TASK GOAL: Look through the material below and report every line that includes "wall".

###

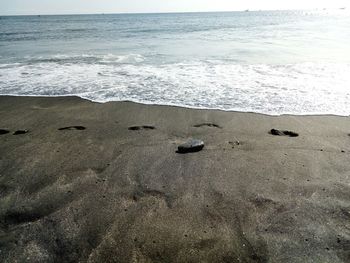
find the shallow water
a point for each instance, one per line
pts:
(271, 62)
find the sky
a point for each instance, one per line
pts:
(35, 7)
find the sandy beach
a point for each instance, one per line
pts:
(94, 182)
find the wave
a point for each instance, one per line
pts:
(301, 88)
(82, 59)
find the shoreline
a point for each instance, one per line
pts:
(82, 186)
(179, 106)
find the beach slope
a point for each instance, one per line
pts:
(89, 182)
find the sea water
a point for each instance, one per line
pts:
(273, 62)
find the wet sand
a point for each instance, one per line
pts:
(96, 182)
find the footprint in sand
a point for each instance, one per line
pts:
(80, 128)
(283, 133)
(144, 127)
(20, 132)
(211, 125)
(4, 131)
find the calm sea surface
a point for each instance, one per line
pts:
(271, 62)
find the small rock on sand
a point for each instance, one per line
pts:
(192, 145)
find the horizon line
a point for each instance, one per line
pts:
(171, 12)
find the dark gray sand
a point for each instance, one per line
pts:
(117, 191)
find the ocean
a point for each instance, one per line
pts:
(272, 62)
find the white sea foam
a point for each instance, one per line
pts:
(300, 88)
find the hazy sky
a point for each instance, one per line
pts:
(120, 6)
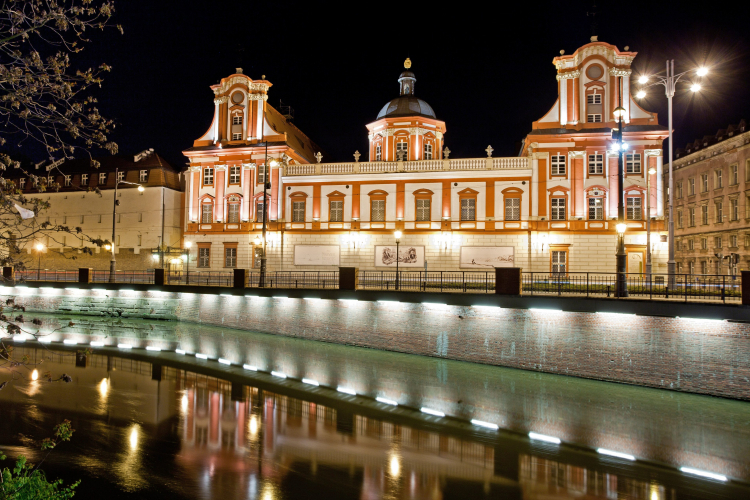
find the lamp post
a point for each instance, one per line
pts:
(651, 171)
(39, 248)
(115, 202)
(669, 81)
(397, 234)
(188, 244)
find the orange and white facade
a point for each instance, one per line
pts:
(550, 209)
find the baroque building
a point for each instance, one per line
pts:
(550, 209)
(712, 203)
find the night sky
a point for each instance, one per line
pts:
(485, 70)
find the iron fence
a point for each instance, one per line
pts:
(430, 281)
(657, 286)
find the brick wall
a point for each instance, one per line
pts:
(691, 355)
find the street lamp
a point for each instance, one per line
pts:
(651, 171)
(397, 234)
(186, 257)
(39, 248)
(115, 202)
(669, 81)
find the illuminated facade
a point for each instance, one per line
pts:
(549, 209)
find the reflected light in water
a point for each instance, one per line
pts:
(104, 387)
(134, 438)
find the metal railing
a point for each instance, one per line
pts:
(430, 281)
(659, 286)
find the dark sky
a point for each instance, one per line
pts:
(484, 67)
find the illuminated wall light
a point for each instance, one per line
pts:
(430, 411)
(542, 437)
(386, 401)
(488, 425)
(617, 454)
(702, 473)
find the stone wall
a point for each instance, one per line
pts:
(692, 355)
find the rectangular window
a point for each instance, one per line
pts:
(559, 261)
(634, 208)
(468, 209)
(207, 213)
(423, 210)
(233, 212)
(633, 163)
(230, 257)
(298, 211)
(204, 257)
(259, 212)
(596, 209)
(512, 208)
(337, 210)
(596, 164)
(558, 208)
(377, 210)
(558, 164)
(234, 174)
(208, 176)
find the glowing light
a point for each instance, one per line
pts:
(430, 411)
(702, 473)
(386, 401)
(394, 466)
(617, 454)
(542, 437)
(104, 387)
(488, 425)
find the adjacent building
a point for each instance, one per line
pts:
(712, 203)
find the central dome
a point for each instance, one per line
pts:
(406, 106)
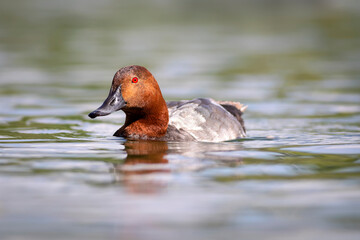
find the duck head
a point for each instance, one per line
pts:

###

ANSWER BOX:
find the brick wall
find the illuminated wall light
find the stone wall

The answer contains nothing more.